DATA SUPPLIED:

☆ ☆ ☆ ☆

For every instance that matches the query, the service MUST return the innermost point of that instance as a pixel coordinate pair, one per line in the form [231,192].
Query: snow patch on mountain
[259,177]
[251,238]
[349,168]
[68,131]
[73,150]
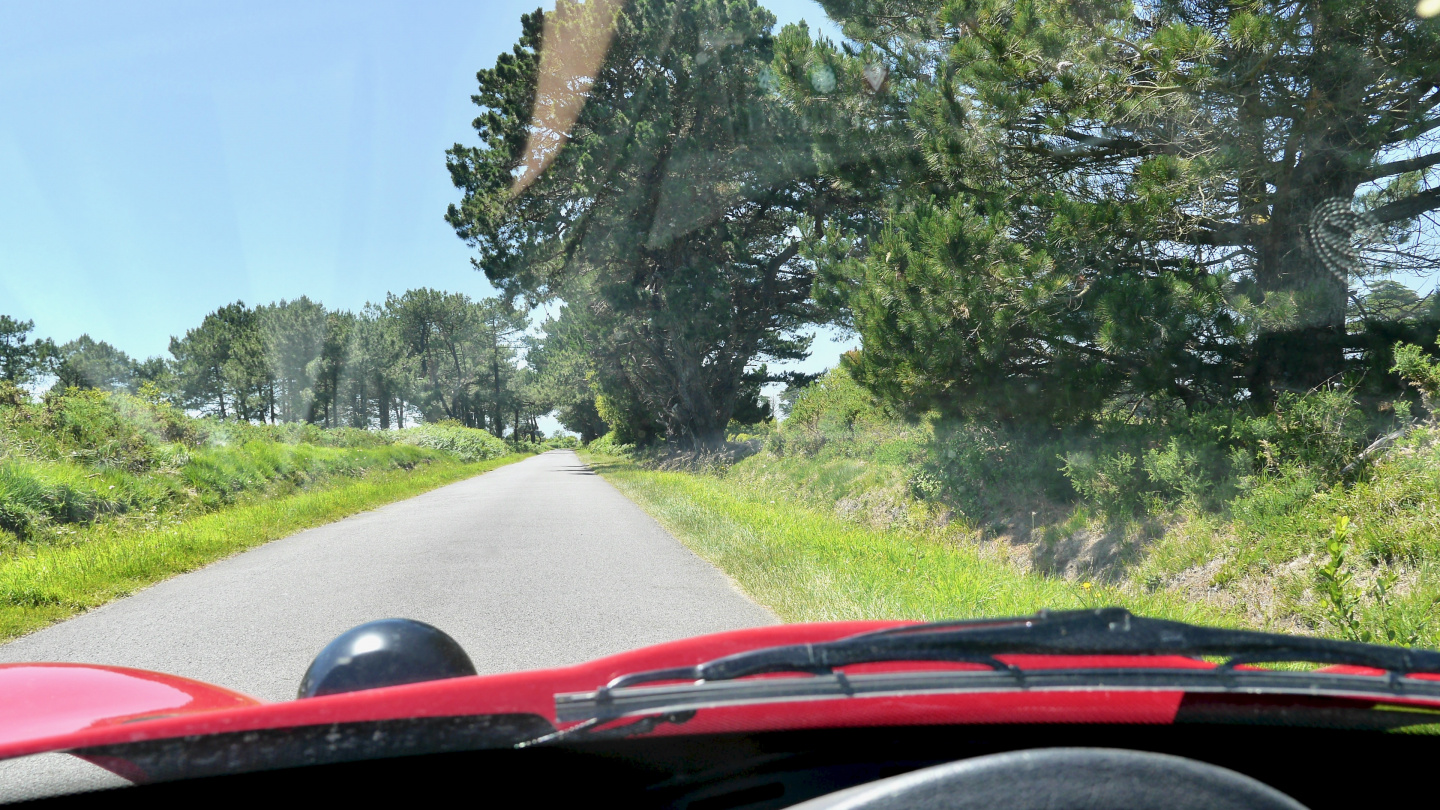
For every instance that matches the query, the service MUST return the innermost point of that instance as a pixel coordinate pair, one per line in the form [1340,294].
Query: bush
[468,444]
[608,446]
[81,456]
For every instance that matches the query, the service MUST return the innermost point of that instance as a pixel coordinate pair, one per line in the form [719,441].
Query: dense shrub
[468,444]
[81,456]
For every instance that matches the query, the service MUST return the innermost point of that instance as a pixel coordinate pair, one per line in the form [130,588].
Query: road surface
[532,565]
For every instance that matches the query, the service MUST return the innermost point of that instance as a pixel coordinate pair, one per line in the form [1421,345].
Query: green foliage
[22,359]
[1077,203]
[84,456]
[667,211]
[92,565]
[468,444]
[608,444]
[1419,371]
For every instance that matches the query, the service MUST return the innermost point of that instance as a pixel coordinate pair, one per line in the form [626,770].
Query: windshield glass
[609,323]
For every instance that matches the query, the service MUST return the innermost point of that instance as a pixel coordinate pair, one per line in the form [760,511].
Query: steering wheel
[1063,779]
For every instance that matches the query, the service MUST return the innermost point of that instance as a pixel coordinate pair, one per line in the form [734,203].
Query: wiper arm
[1105,632]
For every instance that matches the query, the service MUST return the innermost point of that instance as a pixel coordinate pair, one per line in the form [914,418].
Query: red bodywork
[62,706]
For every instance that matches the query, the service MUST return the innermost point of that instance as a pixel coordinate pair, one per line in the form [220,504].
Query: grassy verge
[808,565]
[100,564]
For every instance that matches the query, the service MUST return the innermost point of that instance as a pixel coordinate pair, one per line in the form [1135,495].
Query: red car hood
[59,706]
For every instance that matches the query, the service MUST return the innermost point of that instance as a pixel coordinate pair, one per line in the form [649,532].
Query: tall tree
[294,340]
[94,363]
[23,359]
[1119,198]
[664,193]
[200,361]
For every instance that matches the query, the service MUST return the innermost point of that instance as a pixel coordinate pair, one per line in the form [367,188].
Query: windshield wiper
[1105,632]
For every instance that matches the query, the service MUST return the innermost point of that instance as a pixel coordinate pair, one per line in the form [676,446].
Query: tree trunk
[382,398]
[1309,349]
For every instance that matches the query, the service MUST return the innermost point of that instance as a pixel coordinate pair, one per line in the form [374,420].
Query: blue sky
[159,160]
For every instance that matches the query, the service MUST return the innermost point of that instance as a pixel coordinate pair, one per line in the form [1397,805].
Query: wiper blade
[1105,632]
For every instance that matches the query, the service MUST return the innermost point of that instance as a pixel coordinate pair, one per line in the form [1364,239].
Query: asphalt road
[532,565]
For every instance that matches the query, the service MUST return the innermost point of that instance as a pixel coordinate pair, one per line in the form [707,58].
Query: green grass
[810,565]
[42,584]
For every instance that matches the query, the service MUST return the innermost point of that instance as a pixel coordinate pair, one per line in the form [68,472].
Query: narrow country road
[530,565]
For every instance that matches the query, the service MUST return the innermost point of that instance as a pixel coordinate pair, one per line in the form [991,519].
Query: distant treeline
[419,356]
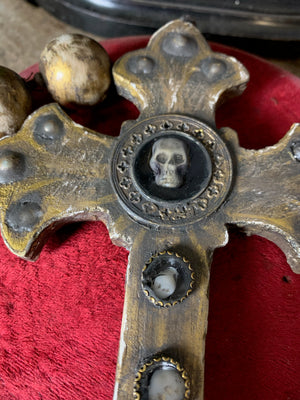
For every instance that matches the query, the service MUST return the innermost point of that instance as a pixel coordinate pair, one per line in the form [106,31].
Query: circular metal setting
[167,279]
[201,164]
[161,378]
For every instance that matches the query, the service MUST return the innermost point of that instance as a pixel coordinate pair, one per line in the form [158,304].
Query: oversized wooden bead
[15,101]
[76,70]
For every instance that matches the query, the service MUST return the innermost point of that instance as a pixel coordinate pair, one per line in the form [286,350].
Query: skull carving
[169,162]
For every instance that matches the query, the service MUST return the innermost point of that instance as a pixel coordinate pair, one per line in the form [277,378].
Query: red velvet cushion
[60,317]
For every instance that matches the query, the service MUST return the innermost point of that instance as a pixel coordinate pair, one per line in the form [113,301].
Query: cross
[167,188]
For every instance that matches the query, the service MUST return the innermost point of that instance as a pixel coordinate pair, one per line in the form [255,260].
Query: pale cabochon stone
[164,285]
[166,384]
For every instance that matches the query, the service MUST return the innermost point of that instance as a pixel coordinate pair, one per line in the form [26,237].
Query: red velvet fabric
[60,317]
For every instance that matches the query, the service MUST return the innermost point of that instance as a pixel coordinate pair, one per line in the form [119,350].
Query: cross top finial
[178,73]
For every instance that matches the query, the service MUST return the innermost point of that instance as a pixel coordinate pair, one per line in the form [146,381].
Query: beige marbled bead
[15,102]
[76,70]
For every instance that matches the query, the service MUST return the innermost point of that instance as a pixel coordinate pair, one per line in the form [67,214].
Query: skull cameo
[169,162]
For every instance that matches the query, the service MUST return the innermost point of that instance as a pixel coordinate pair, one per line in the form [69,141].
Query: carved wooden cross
[166,188]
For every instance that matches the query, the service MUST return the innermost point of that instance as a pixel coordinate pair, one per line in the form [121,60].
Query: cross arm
[265,199]
[52,171]
[161,328]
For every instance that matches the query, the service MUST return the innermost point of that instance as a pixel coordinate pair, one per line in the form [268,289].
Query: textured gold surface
[73,173]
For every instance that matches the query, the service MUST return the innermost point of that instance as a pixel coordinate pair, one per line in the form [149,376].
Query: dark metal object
[270,19]
[73,173]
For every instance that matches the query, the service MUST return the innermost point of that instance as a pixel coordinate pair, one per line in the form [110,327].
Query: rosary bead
[76,70]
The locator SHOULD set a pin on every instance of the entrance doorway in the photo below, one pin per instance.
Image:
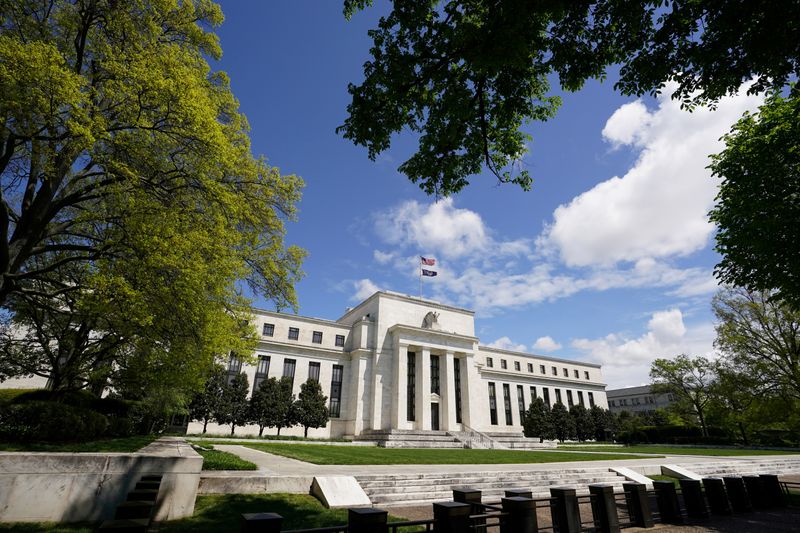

☆ ☆ ☆ ☆

DIRECTIVE: Locate each line in the material above that contains the string "windshield" and copy those lines out in full.

COMPLETED EXERCISE:
Query: windshield glass
Query: windshield wiper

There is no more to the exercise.